The **imports section** brings in external Python modules (libraries) that provide extra features for your code. Here’s what each one does:

- **csv**  
  [csv documentation](https://docs.python.org/3/library/csv.html)  
  This is a built-in Python module for reading from and writing to CSV (Comma-Separated Values) files. It helps you handle spreadsheet-like data.

- **requests**  
  [requests GitHub repo](https://github.com/psf/requests) | [requests documentation](https://requests.readthedocs.io/)  
  This is a popular third-party library for making HTTP requests (like GET and POST) to web servers and APIs. In this notebook, it’s used to send address data to the ArcGIS geocoding service and get results back.

- **json**  
  [json documentation](https://docs.python.org/3/library/json.html)  
  This is a built-in Python module for working with JSON (JavaScript Object Notation) data. JSON is a common format for sending data between computers, especially over the web.

- **time**  
  [time documentation](https://docs.python.org/3/library/time.html)  
  This is a built-in Python module for working with time and measuring how long things take. Here, it’s used to track how long the geocoding process takes and estimate how much time is left.

---

**Tip:**  
- Built-in modules like `csv`, `json`, and `time` come with Python, so you don’t need to install anything extra to use them.
- Third-party modules like `requests` need to be installed first (usually with `pip install requests`).

In [None]:
!pip install requests # If necessary, install requests library

In [None]:
import csv      # For reading and writing CSV files (input addresses and output results)
import requests # For making HTTP requests to the ArcGIS geocoding service API
import json     # For encoding/decoding data to/from JSON format (used in API requests/responses)
import time     # For tracking and reporting elapsed/estimated time during batch geocoding

## Input Parameters

  
Below are the input parameters you can adjust to control how the geocoding process works. Each parameter is explained with its purpose, default value, and possible options:

- **csv_file_path**  
  *Type:* `str`  
  *Default:* `'../Data/199Addresses.csv'`  
  *Description:* The relative path to your input CSV file containing the addresses you want to geocode. Make sure this file exists and follows the required schema. The path is relative to the Code folder where this notebook is located.

### [Required actions]
• A. Please output the geocoding notebook extract from "Below are the" down to "notebook is located.", word for word.
• B. Which Python modules does the geocoding notebook extract describe as built-in?

Named-object pointing lines:
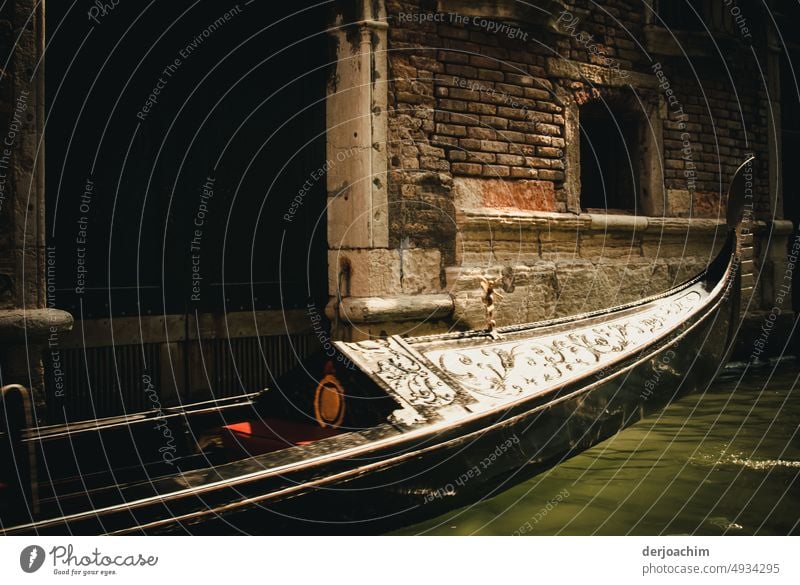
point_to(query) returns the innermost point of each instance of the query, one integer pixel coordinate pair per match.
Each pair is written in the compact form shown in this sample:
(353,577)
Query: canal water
(723,462)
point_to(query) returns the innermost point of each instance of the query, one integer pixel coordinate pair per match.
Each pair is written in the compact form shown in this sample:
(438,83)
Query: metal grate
(98,381)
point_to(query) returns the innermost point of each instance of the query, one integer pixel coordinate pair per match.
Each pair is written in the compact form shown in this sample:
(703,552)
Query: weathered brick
(464,71)
(512,113)
(496,171)
(454,57)
(490,75)
(466,168)
(451,130)
(495,122)
(550,175)
(511,159)
(493,146)
(479,108)
(549,151)
(482,133)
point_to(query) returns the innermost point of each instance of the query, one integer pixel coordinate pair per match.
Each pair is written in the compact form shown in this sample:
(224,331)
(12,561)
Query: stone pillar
(27,325)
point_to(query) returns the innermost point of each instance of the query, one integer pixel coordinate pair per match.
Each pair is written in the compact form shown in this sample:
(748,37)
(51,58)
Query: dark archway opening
(610,158)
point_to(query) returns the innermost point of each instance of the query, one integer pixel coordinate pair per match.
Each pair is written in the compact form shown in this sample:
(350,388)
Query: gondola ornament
(523,397)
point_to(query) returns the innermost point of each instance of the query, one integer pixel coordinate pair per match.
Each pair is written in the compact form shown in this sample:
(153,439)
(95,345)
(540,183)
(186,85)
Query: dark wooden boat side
(402,470)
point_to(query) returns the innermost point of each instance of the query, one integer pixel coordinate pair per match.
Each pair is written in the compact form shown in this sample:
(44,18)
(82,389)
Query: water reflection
(723,462)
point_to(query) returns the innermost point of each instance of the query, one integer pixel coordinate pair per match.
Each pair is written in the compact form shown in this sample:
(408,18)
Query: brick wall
(465,102)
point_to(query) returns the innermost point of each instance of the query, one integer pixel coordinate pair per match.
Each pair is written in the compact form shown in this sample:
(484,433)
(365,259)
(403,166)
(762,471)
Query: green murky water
(724,462)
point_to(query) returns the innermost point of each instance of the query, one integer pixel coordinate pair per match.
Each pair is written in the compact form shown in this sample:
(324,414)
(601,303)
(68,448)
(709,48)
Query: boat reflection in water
(432,422)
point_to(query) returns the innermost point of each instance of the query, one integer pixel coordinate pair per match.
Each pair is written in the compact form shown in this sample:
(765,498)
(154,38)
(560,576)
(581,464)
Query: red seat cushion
(264,436)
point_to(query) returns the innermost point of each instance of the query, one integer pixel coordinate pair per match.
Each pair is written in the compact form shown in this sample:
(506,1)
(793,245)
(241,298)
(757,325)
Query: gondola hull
(474,413)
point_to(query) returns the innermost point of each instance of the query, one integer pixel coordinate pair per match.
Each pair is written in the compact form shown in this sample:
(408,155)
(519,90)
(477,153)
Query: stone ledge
(398,308)
(597,75)
(540,13)
(601,222)
(19,326)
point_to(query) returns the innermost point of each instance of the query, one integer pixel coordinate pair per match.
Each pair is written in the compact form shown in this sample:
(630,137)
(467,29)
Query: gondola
(393,430)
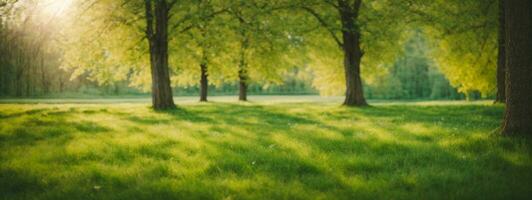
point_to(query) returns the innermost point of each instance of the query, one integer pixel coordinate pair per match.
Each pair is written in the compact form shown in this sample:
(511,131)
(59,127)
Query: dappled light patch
(252,150)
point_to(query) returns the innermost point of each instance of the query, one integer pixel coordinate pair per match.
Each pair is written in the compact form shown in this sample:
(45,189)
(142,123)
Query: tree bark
(354,95)
(501,63)
(518,115)
(242,68)
(157,34)
(204,82)
(243,86)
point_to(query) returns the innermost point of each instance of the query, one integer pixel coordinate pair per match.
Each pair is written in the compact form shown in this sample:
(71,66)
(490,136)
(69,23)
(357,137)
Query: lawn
(259,150)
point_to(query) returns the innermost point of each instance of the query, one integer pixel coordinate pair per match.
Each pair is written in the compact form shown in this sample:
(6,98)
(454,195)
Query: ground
(292,148)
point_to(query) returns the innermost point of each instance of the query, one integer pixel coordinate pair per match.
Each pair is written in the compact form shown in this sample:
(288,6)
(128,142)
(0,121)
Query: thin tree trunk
(204,82)
(501,63)
(518,115)
(354,95)
(158,41)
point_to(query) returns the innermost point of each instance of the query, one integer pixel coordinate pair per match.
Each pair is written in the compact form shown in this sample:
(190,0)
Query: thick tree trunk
(242,69)
(243,90)
(204,82)
(158,41)
(501,63)
(518,115)
(354,95)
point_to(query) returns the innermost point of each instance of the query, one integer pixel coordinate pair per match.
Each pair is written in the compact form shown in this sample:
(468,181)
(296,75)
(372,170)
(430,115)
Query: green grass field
(309,149)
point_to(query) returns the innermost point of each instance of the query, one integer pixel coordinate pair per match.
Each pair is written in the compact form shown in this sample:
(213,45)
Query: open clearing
(308,148)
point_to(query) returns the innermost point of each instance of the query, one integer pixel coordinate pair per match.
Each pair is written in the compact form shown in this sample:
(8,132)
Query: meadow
(310,148)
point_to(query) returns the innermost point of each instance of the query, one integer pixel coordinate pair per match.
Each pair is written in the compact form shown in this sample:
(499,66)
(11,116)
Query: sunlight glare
(56,7)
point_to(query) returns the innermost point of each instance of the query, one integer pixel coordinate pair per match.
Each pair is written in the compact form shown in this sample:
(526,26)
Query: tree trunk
(158,42)
(204,82)
(501,63)
(242,76)
(242,69)
(354,95)
(518,115)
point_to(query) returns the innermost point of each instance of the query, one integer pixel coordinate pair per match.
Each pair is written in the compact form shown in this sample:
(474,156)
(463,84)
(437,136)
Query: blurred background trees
(438,50)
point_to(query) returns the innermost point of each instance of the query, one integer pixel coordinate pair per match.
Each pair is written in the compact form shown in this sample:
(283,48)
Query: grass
(297,150)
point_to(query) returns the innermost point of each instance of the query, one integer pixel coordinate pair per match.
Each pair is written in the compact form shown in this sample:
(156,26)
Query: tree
(501,61)
(157,36)
(518,45)
(363,33)
(263,41)
(465,34)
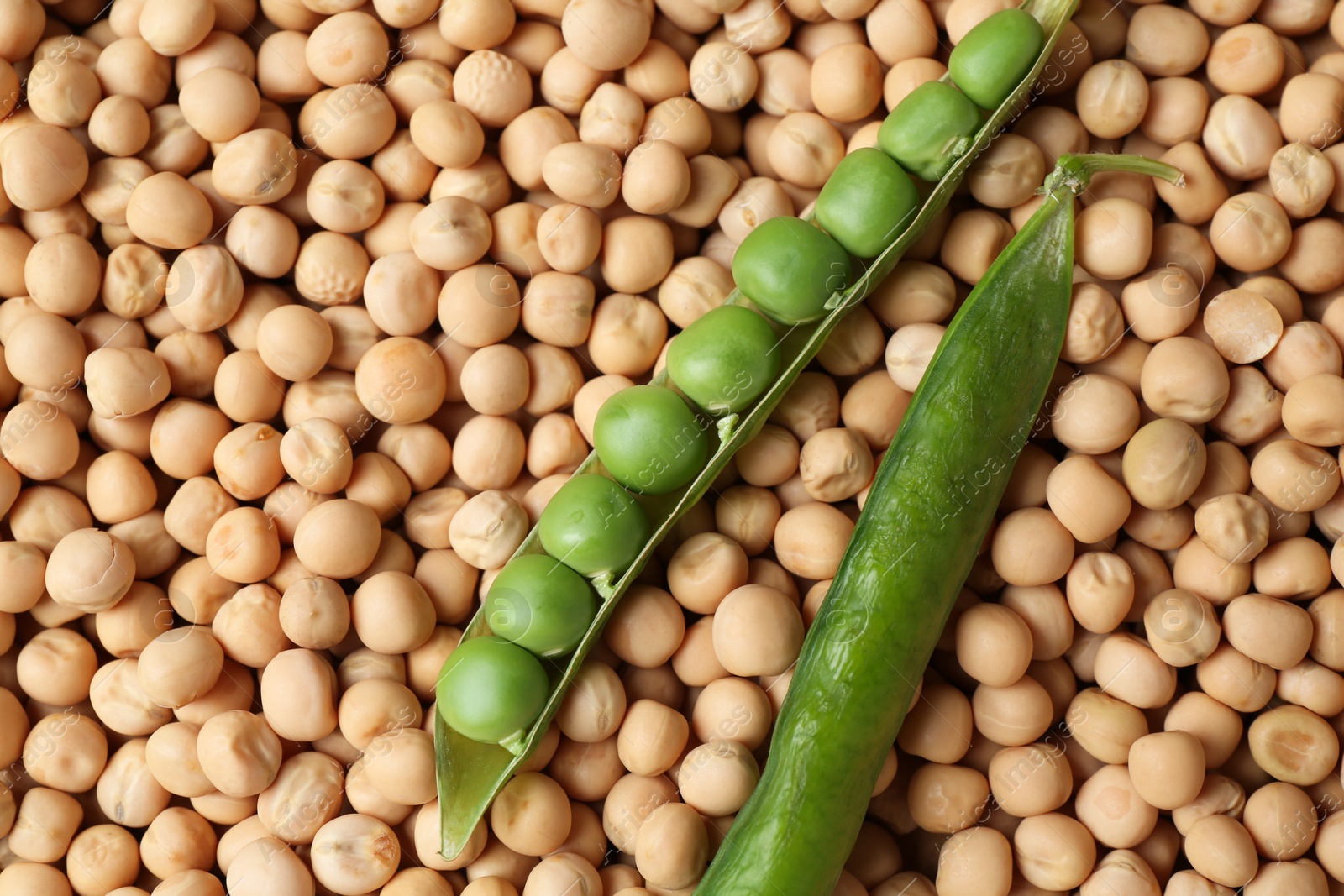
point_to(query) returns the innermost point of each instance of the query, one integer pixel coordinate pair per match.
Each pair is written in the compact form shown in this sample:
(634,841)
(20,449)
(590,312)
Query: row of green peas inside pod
(655,439)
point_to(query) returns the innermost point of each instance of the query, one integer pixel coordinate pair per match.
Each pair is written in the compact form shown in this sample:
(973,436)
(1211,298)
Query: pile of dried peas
(188,698)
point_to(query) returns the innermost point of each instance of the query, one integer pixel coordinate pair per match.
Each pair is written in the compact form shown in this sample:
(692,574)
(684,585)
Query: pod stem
(1074,170)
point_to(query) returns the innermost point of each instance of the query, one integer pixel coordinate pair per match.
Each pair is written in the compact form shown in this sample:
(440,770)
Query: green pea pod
(927,516)
(470,773)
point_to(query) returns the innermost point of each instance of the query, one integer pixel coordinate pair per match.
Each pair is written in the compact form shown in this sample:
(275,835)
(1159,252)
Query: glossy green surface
(491,691)
(649,439)
(470,774)
(542,605)
(995,55)
(790,269)
(593,526)
(927,515)
(867,201)
(931,129)
(726,359)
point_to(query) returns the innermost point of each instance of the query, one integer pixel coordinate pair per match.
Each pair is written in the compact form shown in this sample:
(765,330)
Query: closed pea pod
(830,817)
(680,663)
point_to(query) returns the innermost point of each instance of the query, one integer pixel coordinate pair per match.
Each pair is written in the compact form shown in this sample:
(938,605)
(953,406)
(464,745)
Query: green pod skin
(541,605)
(931,129)
(867,202)
(491,689)
(927,512)
(726,359)
(790,269)
(649,439)
(992,60)
(593,526)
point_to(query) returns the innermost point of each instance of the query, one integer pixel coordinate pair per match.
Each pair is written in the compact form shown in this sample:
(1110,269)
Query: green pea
(726,359)
(491,689)
(790,269)
(867,202)
(996,55)
(539,604)
(931,129)
(649,439)
(593,526)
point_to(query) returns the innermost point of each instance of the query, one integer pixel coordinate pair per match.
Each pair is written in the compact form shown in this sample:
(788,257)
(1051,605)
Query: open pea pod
(470,773)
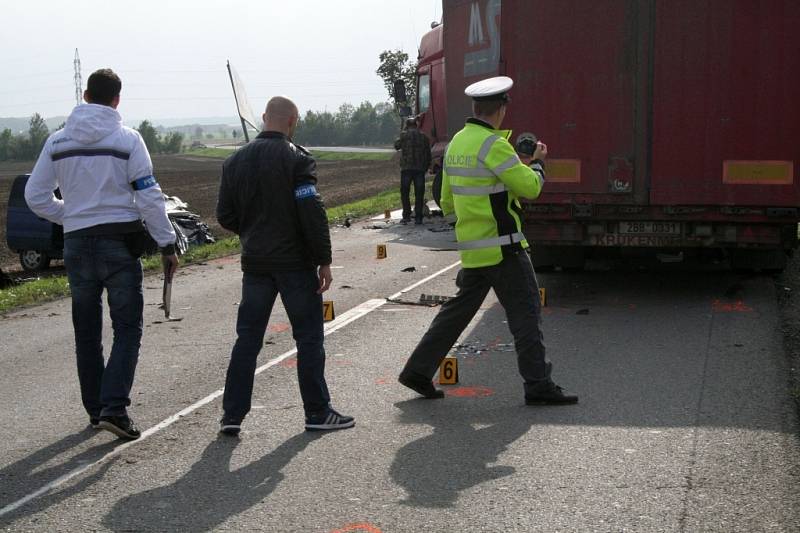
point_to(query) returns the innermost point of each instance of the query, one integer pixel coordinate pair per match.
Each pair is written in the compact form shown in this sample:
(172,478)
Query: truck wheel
(33,260)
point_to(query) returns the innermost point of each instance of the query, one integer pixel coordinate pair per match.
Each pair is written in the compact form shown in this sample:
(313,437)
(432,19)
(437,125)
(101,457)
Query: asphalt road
(685,421)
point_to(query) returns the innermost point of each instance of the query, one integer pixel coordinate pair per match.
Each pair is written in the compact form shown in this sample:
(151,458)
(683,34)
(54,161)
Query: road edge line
(346,318)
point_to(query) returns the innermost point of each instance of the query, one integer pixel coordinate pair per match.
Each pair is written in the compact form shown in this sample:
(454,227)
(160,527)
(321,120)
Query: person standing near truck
(415,158)
(105,177)
(268,197)
(482,182)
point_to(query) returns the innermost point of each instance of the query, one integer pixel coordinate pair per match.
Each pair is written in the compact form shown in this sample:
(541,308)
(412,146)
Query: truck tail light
(595,229)
(703,230)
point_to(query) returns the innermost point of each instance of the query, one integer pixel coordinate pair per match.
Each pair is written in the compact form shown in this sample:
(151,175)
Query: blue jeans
(298,290)
(94,264)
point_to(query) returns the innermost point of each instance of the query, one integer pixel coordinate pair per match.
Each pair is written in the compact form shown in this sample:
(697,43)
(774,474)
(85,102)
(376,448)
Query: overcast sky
(171,54)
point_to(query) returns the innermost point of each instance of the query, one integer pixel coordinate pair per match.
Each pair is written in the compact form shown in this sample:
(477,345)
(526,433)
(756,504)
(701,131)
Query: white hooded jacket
(104,174)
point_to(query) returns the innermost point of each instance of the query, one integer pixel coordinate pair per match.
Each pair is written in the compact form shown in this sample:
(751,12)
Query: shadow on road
(671,350)
(210,493)
(43,467)
(458,454)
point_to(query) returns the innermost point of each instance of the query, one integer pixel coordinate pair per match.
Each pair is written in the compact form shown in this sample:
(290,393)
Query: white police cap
(490,89)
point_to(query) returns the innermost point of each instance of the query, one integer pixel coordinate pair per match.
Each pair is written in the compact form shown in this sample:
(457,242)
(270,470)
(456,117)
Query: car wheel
(33,260)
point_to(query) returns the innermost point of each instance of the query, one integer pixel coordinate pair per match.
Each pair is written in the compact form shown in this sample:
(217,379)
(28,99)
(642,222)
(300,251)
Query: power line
(76,63)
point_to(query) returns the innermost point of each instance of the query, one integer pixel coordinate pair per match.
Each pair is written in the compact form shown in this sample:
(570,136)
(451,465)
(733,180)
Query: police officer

### [Exercise solutions]
• A.
Below are the input parameters you can adjust to control how the geocoding process works. Each parameter is explained with its purpose, default value, and possible options:

- **csv_file_path**  
  *Type:* `str`  
  *Default:* `'../Data/199Addresses.csv'`  
  *Description:* The relative path to your input CSV file containing the addresses you want to geocode. Make sure this file exists and follows the required schema. The path is relative to the Code folder where this notebook is located.

• B. csv, json, time